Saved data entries
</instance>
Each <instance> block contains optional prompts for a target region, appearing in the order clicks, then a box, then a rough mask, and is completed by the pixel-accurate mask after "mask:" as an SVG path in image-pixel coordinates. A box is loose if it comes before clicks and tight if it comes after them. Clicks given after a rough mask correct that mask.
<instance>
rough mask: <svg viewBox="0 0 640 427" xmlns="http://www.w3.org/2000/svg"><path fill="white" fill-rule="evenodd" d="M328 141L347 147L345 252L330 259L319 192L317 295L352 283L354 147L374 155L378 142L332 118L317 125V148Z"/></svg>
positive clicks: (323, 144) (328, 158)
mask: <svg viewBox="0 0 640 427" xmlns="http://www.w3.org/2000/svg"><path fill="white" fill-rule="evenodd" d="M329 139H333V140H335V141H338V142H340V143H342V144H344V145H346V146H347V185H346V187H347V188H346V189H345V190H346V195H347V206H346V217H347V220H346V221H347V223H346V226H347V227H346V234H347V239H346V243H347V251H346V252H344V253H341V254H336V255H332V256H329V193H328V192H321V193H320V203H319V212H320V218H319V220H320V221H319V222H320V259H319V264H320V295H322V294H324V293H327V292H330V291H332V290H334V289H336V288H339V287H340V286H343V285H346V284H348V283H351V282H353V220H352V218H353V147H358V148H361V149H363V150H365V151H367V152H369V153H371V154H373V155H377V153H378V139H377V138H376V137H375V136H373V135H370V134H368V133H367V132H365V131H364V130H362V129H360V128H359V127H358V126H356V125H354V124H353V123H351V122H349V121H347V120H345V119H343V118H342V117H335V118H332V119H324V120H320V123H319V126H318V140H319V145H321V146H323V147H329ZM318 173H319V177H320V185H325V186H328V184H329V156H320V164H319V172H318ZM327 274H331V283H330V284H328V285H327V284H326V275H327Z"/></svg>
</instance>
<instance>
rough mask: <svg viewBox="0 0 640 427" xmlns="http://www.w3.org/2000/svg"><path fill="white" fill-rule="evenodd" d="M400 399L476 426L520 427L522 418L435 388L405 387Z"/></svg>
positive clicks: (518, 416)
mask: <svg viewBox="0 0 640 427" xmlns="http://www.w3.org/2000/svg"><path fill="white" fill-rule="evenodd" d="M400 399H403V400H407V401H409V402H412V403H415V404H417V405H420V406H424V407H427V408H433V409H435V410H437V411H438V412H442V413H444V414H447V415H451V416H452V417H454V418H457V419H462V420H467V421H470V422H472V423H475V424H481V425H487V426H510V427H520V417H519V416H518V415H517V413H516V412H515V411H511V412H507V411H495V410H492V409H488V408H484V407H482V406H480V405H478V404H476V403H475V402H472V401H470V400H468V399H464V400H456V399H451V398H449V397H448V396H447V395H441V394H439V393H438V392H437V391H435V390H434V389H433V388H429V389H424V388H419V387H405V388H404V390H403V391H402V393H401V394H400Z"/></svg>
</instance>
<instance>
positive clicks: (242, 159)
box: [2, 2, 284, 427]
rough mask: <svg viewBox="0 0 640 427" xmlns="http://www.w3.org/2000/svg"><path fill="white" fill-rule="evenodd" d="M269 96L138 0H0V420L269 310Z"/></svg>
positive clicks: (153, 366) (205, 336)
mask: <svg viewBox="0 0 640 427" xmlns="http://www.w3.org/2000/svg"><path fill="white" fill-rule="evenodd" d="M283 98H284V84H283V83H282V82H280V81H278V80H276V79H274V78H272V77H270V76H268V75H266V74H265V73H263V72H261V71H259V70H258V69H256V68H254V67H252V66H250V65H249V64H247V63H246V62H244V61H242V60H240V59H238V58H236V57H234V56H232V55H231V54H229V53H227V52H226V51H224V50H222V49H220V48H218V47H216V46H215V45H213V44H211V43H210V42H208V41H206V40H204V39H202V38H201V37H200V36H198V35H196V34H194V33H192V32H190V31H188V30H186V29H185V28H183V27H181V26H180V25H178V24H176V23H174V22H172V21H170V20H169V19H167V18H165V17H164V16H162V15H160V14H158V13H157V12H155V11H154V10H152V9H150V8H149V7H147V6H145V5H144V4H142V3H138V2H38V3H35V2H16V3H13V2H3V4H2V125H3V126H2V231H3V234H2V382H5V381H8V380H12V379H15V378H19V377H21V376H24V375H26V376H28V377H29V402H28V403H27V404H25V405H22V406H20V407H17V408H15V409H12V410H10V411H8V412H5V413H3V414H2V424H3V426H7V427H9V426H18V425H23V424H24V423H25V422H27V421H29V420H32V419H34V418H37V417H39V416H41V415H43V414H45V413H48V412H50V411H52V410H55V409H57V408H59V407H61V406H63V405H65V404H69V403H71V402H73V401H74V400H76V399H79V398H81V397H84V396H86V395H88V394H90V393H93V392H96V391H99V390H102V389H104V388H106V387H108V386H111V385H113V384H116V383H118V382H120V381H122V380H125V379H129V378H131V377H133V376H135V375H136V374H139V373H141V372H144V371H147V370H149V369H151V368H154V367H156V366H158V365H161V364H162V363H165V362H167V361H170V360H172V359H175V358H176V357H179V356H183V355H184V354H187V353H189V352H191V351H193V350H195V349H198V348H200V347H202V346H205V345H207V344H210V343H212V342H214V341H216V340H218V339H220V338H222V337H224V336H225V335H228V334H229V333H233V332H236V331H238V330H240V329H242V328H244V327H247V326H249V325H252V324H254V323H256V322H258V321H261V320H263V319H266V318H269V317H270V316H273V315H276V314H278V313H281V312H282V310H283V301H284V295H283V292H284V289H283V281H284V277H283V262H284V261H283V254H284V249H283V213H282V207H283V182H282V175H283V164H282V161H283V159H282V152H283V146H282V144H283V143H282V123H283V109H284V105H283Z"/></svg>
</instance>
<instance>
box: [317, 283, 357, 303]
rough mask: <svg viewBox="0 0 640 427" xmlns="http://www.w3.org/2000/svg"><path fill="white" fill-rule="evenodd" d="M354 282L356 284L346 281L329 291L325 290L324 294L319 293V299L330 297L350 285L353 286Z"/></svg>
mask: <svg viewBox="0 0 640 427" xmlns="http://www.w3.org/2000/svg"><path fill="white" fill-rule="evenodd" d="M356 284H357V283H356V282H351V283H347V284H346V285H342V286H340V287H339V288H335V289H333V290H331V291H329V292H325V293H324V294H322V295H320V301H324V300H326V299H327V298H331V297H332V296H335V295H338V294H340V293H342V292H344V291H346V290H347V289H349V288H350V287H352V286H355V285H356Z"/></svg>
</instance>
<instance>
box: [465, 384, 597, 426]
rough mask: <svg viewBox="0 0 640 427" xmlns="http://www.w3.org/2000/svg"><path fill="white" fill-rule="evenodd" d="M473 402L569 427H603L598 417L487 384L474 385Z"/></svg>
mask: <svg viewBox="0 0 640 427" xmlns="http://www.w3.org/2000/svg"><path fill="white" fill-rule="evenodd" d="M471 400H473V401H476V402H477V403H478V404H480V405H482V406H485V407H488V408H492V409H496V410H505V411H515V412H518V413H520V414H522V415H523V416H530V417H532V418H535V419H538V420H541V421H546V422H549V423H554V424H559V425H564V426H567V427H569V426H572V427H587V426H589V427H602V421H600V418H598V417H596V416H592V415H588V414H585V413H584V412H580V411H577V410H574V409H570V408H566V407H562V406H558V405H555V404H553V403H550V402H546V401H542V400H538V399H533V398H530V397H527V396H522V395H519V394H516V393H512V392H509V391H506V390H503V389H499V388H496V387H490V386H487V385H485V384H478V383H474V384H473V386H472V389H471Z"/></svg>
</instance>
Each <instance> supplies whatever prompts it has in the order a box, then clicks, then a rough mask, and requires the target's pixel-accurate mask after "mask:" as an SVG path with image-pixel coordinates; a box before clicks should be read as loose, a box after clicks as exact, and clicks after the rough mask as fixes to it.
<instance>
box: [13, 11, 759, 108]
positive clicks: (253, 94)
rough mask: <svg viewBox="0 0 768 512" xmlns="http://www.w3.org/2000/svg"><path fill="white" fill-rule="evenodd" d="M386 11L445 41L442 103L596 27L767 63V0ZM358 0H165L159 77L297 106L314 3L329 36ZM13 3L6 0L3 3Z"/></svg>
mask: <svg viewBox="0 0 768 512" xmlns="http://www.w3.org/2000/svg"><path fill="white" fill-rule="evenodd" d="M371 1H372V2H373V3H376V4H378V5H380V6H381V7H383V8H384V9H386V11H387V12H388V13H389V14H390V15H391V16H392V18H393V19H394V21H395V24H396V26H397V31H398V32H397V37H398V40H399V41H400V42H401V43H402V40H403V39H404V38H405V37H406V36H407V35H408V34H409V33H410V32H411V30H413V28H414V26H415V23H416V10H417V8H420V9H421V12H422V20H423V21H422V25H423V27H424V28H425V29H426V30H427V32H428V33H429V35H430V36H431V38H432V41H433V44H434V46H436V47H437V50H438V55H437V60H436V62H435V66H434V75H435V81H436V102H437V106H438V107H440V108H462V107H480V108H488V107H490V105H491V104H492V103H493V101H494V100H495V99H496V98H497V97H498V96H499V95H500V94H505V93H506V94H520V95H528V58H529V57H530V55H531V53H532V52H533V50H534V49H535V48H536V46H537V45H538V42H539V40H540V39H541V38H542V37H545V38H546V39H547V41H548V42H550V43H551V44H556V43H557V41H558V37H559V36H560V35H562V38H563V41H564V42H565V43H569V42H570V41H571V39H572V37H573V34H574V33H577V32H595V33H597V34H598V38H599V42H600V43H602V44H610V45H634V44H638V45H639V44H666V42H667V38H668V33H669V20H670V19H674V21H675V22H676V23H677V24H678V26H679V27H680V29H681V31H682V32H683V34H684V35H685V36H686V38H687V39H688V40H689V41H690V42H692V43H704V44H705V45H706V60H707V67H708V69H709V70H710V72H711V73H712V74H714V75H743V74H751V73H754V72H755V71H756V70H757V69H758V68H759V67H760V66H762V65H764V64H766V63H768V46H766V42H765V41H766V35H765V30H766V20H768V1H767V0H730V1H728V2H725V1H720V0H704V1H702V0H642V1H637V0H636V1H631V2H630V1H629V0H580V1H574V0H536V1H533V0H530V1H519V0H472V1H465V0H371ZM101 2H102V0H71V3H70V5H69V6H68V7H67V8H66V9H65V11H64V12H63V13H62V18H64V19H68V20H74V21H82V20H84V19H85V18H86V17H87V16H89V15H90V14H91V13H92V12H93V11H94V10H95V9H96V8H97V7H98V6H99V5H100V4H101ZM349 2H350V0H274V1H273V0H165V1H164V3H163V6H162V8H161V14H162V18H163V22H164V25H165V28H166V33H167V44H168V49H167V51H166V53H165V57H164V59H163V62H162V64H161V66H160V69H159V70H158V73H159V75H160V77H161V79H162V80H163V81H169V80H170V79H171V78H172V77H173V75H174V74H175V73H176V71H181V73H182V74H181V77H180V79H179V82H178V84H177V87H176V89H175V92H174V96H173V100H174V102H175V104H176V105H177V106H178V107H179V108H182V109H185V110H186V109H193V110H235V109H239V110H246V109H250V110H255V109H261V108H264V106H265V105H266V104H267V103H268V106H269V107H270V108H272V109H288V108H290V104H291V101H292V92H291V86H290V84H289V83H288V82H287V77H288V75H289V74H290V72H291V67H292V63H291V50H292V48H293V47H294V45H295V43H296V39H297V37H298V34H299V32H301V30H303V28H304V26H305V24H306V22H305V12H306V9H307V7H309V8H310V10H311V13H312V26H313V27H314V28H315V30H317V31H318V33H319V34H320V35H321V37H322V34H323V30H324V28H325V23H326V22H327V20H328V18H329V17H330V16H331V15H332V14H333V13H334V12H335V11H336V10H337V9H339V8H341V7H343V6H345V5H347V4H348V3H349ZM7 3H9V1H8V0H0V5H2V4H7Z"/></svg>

▶ **Work item**
Rename "rough mask" to "coarse mask" in the material from its start through the line containing "positive clicks: (323, 144) (328, 158)", inclusive, and give those lines back with nothing else changed.

▶ **Result of this exercise**
</instance>
Each <instance> block contains optional prompts for a target region, appearing in the order clicks, then a box, then a coarse mask, and is completed by the pixel-accurate mask after "mask:" as an SVG path in image-pixel coordinates. A box is loose if it comes before clicks and tight if it comes after them. Clicks given after a coarse mask correct that mask.
<instance>
coarse mask: <svg viewBox="0 0 640 427" xmlns="http://www.w3.org/2000/svg"><path fill="white" fill-rule="evenodd" d="M328 141L347 147L345 252L330 259L319 192L317 295L352 283L354 147L374 155L378 142L332 118L317 125V148Z"/></svg>
positive clicks: (323, 144) (328, 158)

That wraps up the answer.